— Begin —
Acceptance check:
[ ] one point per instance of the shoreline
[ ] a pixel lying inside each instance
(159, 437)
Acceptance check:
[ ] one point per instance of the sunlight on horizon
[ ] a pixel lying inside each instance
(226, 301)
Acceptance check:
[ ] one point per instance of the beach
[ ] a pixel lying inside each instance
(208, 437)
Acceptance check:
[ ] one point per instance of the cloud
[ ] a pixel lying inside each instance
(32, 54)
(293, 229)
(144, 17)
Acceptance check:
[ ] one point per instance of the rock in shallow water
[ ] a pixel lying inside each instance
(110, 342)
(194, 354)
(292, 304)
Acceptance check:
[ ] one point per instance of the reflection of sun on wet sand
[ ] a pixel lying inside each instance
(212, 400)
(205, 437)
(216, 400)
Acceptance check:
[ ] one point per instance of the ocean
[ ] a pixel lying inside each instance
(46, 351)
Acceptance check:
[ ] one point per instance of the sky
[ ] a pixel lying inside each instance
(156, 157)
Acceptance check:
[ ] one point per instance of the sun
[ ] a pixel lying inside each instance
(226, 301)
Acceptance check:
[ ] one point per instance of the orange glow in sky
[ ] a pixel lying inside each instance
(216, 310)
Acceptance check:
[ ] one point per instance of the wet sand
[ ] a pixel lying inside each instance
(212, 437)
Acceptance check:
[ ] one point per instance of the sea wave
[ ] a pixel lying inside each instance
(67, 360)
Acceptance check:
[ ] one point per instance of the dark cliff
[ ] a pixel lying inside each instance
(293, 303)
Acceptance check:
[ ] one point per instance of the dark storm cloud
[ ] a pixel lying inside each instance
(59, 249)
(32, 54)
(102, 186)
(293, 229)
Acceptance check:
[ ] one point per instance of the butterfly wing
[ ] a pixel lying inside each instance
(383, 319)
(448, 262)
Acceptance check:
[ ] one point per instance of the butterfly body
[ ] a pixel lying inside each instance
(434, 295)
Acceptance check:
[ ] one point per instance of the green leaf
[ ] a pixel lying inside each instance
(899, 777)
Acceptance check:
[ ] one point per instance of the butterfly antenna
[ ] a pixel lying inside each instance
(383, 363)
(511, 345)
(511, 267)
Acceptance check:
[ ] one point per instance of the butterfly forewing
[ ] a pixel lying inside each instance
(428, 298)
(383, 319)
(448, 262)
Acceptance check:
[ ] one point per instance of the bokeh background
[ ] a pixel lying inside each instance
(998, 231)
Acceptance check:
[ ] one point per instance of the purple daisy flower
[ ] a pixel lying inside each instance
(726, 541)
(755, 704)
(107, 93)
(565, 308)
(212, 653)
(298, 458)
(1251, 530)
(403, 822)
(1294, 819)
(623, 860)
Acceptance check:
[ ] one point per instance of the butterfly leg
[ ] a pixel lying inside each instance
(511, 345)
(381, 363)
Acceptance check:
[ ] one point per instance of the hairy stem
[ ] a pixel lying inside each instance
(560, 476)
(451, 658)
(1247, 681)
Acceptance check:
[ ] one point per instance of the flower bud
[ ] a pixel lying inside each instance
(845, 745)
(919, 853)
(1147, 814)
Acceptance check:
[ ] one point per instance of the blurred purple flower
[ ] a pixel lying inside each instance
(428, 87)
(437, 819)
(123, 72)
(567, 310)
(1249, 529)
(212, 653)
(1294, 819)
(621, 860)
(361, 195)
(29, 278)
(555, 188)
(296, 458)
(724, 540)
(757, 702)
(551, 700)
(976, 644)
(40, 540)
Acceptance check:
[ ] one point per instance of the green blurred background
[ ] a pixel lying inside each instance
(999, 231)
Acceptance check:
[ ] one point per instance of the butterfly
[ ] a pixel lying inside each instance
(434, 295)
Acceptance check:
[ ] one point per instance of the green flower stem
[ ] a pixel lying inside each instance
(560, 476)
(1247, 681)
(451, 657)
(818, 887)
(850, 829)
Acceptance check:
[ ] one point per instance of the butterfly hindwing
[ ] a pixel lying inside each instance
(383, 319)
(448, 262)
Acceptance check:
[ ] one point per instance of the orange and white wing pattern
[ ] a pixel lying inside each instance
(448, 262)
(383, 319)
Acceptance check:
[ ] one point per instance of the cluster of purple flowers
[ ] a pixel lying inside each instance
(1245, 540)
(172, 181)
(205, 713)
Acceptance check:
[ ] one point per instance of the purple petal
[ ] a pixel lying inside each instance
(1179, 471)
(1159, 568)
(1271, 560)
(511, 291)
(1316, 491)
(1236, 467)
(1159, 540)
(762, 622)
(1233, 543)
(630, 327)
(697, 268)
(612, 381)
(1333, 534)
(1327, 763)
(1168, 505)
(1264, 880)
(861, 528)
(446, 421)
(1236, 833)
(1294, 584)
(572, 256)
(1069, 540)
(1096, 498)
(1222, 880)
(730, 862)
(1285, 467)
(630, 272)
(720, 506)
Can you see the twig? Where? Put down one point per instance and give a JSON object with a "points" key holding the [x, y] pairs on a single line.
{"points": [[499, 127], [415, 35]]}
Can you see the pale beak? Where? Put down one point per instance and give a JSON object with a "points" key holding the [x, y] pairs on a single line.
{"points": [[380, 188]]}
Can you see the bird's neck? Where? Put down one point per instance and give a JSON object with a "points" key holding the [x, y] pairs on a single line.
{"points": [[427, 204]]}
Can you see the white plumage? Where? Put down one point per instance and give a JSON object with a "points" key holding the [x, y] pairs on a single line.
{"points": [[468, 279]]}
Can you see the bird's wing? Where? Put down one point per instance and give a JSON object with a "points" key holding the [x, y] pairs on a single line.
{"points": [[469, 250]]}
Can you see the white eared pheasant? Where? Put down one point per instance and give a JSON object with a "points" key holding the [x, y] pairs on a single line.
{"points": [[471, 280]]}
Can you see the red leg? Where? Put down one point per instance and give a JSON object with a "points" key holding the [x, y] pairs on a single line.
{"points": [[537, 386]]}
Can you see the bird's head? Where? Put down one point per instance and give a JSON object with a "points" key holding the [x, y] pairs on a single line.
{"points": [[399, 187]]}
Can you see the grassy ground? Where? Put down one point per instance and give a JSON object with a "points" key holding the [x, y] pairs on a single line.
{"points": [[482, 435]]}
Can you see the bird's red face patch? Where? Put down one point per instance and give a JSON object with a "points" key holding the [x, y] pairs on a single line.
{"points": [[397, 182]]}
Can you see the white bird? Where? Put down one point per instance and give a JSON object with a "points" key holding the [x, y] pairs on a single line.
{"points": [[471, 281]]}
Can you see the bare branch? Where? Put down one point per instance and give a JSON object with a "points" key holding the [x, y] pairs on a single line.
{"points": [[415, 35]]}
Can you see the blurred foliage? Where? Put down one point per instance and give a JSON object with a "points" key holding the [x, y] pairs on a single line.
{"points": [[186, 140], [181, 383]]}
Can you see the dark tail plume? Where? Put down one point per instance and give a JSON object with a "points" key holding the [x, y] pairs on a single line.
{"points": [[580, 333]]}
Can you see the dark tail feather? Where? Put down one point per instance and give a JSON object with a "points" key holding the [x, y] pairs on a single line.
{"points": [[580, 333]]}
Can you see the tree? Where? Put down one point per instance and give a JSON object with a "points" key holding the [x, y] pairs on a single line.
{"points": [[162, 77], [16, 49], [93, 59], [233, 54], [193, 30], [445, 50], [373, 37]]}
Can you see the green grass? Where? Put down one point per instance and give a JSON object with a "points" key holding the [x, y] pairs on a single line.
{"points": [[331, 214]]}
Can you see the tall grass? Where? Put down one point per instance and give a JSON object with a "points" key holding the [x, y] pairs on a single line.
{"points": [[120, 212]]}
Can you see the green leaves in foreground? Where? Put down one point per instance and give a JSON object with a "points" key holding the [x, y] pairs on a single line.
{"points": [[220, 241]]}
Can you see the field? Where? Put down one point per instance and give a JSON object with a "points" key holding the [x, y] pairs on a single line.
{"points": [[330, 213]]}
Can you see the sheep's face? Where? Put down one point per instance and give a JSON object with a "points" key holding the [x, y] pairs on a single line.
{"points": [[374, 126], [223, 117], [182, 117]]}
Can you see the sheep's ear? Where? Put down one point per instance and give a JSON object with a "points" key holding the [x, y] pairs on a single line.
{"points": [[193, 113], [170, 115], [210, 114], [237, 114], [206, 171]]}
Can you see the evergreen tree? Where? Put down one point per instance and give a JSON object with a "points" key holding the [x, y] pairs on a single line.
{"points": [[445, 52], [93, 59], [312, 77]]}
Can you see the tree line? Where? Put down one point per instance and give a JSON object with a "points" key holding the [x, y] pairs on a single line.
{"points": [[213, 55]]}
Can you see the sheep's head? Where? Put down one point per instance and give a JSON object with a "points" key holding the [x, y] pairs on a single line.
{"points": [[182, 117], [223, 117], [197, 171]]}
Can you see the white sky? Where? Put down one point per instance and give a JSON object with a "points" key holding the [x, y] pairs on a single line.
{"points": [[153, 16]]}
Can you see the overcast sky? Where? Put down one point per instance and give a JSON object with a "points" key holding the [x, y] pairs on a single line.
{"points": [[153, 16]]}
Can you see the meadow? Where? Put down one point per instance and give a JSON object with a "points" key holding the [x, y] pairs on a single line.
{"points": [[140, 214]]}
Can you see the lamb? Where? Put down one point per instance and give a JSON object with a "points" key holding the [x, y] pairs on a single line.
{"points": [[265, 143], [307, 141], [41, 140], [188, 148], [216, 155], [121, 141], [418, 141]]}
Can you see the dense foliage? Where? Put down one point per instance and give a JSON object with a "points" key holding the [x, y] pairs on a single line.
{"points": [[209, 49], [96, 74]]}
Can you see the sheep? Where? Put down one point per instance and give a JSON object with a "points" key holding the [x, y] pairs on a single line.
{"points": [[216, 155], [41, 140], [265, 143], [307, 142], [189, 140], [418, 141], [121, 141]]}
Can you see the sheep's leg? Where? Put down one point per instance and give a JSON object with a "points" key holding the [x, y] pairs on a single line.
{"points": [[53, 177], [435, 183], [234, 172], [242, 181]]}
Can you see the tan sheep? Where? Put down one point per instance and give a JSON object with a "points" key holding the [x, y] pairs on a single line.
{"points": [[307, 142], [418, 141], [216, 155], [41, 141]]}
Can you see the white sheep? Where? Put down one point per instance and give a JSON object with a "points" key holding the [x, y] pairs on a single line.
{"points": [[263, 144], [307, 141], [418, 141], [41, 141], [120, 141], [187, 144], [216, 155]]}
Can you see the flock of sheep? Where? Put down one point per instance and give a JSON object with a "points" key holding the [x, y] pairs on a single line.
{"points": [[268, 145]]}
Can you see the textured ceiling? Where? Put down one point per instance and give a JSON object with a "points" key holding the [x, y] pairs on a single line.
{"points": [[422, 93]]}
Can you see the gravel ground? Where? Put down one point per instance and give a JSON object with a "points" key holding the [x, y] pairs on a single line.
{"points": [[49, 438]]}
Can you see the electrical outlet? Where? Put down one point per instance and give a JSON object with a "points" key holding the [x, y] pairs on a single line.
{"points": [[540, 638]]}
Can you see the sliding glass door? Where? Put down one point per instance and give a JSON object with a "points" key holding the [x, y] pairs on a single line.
— End —
- **GIVEN INSTRUCTION**:
Each line from the one containing "Can you see the sheep's leg?" to the end of the records should be echoed exactly, and no other line.

- **FINAL RESULT**:
Can you see the sheep's leg? Where? Put down one point per instance and give a JSON object with a "points" key holding the [x, y] pairs on a single line.
{"points": [[53, 177], [435, 183], [234, 172], [242, 181]]}
Can you see the tan sheep? Where? Put down one point per instance and give a JSON object with a "points" key holding the [x, y] pairs on a single line.
{"points": [[307, 142], [418, 141], [216, 155], [41, 141]]}
Can you see the white sheep? Where? Put down one point per instance and give a JSON object with a "points" key holding the [x, y] pairs on a single line.
{"points": [[263, 144], [307, 141], [418, 141], [41, 141], [120, 141], [187, 144], [216, 155]]}
Can you see the flock of sheep? Where? Put down one point per instance and give a JSON object with a "points" key holding the [x, y] pairs on a single line.
{"points": [[268, 145]]}
Can you see the textured ceiling? Where? Put down one point per instance and give a JSON object with a "points" key holding the [x, y] pairs on a single line.
{"points": [[422, 93]]}
Can you see the gravel ground? Where? Put down one point per instance and give a JSON object with a "points" key holding the [x, y] pairs on a single line.
{"points": [[49, 438]]}
Can you see the electrical outlet? Where? Put down one point per instance and give a JSON object with a "points" key holding the [x, y] pairs on a single line.
{"points": [[540, 638]]}
Can you see the sliding glass door? Where? Put down one point per instance and give a JSON object with a "points" key holding the [x, y] pairs on a single line.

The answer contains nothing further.